» PASSAGE PROVIDED
_ _ _ _ _ _ _

“This is a story about madness.” So begins the delightful insanity of The Psychopath Test by Jon Ronson. Ronson, a self-proclaimed sufferer of severe anxiety, admits that he is an odd choice for a renegade psychopath hunter, but his sense of humor and occasionally bizarre behavior make him perfect for the job of writing about it. He begins his quest after becoming involved in a curious mystery: a strange manuscript, sent to academics around the world, calling out to the universe’s most revered brains to crack its code.
Ronson’s attempt to solve the mystery eventually results in him investigating a variety of subjects, from Scientologists to asylums to the homes of CEOs. One of the most interesting and catalyzing portions of the book is Bob Hare’s psychopath test. Ronson attends a training and learns how to score people on the twenty-point test. It’s impossible not to run through the test for yourself and your friends. Item 3: Need for stimulation/proneness to boredom- well, I do get antsy when I’m still for too long. . . Item 15: Irresponsibility- I have been putting off doing my laundry. . . This ends up being part of Ronson’s point: as we as a culture attempt to delineate crazy, we all have to fight to convince ourselves that we are “normal” (amusingly, he cites reality TV as one way that we maintain our feeling of personal normalcy; I must really need convincing).

_ _ _ _ _ _ _

» DATA TO EXAMINE
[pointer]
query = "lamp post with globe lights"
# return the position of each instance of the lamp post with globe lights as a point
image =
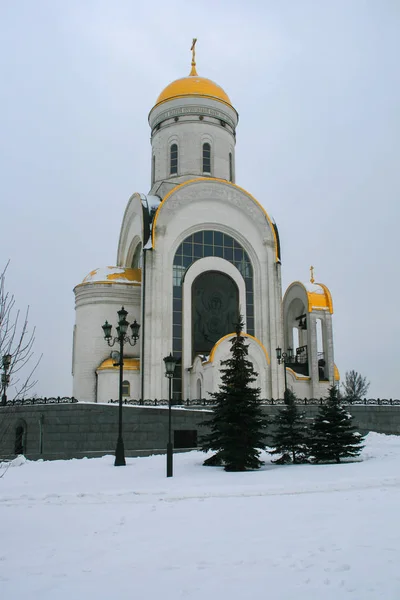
(170, 364)
(5, 377)
(284, 357)
(121, 338)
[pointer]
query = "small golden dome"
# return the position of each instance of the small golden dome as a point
(193, 86)
(114, 275)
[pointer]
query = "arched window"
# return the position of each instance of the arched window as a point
(153, 170)
(137, 257)
(194, 247)
(206, 158)
(19, 446)
(174, 159)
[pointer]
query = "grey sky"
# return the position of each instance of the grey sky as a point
(317, 88)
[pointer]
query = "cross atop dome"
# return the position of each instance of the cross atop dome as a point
(193, 72)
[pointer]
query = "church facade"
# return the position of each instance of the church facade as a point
(194, 253)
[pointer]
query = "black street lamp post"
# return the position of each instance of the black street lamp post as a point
(5, 377)
(122, 339)
(170, 363)
(284, 357)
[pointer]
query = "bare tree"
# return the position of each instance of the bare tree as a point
(16, 343)
(355, 385)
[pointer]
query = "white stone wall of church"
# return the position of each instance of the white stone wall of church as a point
(108, 385)
(190, 133)
(190, 137)
(209, 263)
(94, 304)
(234, 213)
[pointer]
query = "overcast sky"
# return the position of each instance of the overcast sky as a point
(317, 87)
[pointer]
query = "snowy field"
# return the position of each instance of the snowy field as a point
(83, 529)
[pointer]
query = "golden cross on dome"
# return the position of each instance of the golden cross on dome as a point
(193, 71)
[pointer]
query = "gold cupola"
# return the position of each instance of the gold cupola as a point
(193, 86)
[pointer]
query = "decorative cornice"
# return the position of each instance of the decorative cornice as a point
(225, 191)
(193, 110)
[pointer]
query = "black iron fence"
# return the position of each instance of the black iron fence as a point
(209, 402)
(206, 402)
(53, 400)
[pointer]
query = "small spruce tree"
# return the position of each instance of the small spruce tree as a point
(238, 424)
(332, 435)
(290, 433)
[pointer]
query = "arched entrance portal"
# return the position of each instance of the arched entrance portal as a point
(215, 309)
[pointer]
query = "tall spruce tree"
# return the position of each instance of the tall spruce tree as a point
(238, 425)
(290, 433)
(332, 435)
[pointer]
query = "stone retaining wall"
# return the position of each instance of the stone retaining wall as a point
(78, 430)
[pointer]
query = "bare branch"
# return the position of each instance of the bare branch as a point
(17, 340)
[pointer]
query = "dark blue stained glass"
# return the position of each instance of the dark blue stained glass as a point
(228, 241)
(208, 238)
(198, 250)
(198, 237)
(177, 291)
(177, 330)
(212, 243)
(187, 248)
(238, 254)
(228, 254)
(218, 238)
(177, 304)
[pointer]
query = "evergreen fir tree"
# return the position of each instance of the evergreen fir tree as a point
(290, 434)
(237, 427)
(333, 436)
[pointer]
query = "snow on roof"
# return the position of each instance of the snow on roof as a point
(114, 275)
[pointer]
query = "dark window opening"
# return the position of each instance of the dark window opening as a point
(174, 159)
(185, 438)
(206, 158)
(153, 170)
(19, 440)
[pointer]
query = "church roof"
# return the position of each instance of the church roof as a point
(319, 297)
(114, 275)
(193, 85)
(130, 364)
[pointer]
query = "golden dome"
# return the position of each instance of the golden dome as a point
(193, 86)
(130, 364)
(114, 275)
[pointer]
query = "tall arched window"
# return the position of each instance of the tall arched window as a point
(126, 388)
(194, 247)
(174, 159)
(206, 158)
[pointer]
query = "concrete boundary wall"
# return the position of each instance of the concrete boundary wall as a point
(79, 430)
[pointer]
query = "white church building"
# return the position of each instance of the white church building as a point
(193, 254)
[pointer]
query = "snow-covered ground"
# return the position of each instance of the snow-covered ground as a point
(82, 529)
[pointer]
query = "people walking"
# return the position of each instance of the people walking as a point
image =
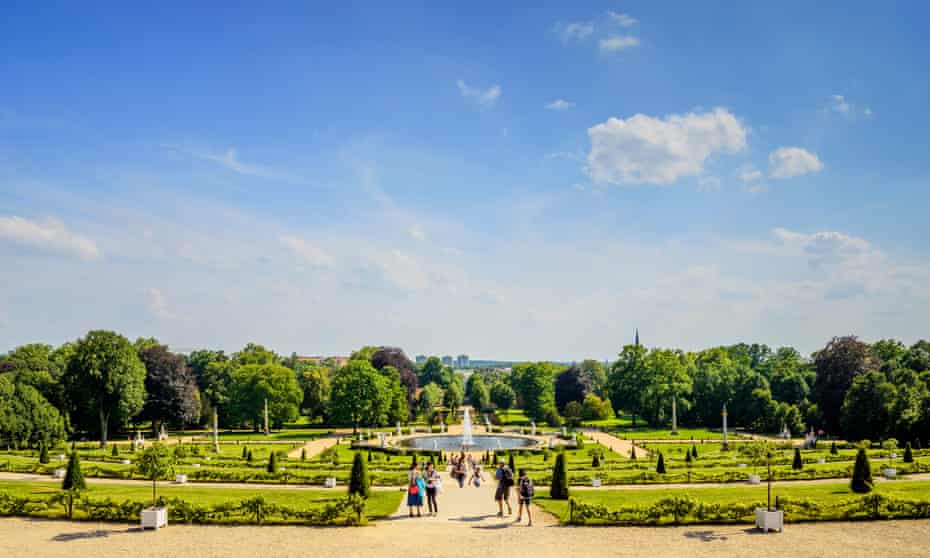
(433, 483)
(504, 477)
(415, 489)
(525, 493)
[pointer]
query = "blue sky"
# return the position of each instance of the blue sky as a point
(509, 181)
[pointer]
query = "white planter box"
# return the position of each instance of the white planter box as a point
(153, 518)
(770, 520)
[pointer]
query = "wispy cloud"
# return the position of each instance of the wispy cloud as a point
(484, 97)
(618, 43)
(560, 104)
(49, 235)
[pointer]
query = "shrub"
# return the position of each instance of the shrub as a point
(358, 480)
(558, 489)
(862, 474)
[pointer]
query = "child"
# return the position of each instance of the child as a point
(525, 492)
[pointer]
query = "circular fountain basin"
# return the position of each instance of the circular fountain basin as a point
(448, 443)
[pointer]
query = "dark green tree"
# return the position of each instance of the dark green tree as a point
(358, 480)
(862, 473)
(559, 487)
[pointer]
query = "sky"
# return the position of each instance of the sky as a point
(508, 180)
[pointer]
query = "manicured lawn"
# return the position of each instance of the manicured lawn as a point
(823, 494)
(381, 503)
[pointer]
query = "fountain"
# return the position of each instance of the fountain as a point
(467, 440)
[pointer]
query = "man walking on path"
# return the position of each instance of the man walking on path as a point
(504, 478)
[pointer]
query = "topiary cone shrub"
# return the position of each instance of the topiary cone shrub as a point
(862, 474)
(559, 486)
(358, 480)
(273, 462)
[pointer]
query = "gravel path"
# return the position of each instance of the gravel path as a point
(29, 538)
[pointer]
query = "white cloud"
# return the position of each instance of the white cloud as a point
(560, 104)
(788, 162)
(50, 235)
(708, 184)
(620, 19)
(401, 269)
(649, 150)
(577, 31)
(155, 301)
(307, 252)
(416, 232)
(618, 43)
(484, 97)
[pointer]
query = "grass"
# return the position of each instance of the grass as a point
(380, 504)
(823, 494)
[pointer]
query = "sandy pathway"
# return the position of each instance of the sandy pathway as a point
(28, 538)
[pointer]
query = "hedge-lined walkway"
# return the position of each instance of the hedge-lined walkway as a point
(28, 538)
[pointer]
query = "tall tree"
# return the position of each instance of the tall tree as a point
(837, 365)
(104, 380)
(172, 393)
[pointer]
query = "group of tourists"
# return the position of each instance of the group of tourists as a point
(424, 483)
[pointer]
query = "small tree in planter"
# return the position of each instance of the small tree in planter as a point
(559, 486)
(74, 481)
(156, 462)
(862, 474)
(358, 480)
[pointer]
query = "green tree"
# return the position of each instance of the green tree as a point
(558, 490)
(862, 473)
(156, 462)
(359, 395)
(502, 395)
(104, 380)
(253, 384)
(358, 479)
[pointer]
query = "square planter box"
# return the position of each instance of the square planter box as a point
(770, 520)
(153, 518)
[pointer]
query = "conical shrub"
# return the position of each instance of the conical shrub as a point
(862, 474)
(358, 480)
(558, 489)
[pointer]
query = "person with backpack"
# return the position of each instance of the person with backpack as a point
(504, 478)
(525, 493)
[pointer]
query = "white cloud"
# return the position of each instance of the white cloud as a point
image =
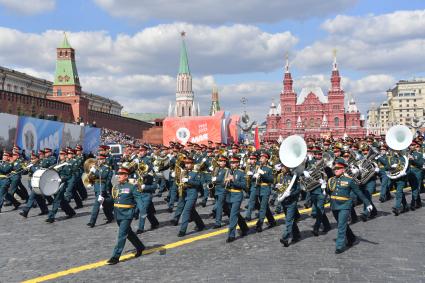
(399, 25)
(154, 50)
(222, 11)
(29, 7)
(387, 43)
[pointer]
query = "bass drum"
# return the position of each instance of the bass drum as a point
(114, 180)
(45, 182)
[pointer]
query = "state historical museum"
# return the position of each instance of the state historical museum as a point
(313, 114)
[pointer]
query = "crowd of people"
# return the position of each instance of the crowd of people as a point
(344, 172)
(115, 137)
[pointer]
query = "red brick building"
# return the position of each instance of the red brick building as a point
(312, 114)
(63, 99)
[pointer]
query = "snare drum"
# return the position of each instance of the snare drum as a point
(45, 182)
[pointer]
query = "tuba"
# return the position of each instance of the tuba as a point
(316, 173)
(292, 154)
(87, 177)
(399, 138)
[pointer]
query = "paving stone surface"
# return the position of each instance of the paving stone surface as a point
(391, 249)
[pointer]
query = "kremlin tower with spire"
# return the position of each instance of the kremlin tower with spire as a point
(185, 104)
(313, 114)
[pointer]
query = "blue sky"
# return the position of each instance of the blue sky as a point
(128, 50)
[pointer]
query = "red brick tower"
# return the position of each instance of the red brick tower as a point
(336, 117)
(288, 101)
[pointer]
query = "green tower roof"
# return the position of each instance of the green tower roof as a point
(184, 62)
(65, 43)
(66, 69)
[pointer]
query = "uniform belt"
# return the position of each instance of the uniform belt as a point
(340, 198)
(234, 190)
(123, 205)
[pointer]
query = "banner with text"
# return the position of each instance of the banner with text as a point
(193, 129)
(91, 139)
(7, 130)
(35, 134)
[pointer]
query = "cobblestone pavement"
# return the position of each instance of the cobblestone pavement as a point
(391, 249)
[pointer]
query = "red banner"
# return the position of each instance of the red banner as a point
(193, 129)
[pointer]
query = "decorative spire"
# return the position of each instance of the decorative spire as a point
(335, 66)
(215, 105)
(65, 42)
(184, 62)
(287, 80)
(287, 63)
(335, 78)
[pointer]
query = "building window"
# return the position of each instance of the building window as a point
(288, 123)
(336, 121)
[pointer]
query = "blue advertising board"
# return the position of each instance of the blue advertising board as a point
(35, 134)
(91, 139)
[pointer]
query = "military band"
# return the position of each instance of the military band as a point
(343, 172)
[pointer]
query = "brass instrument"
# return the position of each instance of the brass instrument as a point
(228, 173)
(141, 171)
(399, 138)
(367, 166)
(248, 178)
(316, 173)
(216, 167)
(87, 177)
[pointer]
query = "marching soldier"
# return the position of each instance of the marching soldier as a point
(71, 189)
(288, 180)
(220, 185)
(414, 174)
(79, 158)
(126, 197)
(339, 188)
(318, 198)
(65, 173)
(234, 196)
(15, 178)
(39, 199)
(192, 184)
(100, 175)
(264, 180)
(147, 189)
(5, 168)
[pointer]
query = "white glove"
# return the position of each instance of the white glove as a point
(369, 208)
(286, 194)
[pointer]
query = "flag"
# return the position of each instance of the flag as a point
(256, 139)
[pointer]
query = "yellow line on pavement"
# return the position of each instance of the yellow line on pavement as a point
(177, 244)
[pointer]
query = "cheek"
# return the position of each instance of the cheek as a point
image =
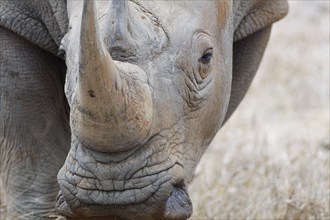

_ _ _ _ _ _ _

Retype the passage on The Psychopath Test from the words "Ronson’s attempt to" through the words "really need convincing).".

» RESPONSE TO THE EXERCISE
Ronson’s attempt to solve the mystery eventually results in him investigating a variety of subjects, from Scientologists to asylums to the homes of CEOs. One of the most interesting and catalyzing portions of the book is Bob Hare’s psychopath test. Ronson attends a training and learns how to score people on the twenty-point test. It’s impossible not to run through the test for yourself and your friends. Item 3: Need for stimulation/proneness to boredom- well, I do get antsy when I’m still for too long. . . Item 15: Irresponsibility- I have been putting off doing my laundry. . . This ends up being part of Ronson’s point: as we as a culture attempt to delineate crazy, we all have to fight to convince ourselves that we are “normal” (amusingly, he cites reality TV as one way that we maintain our feeling of personal normalcy; I must really need convincing).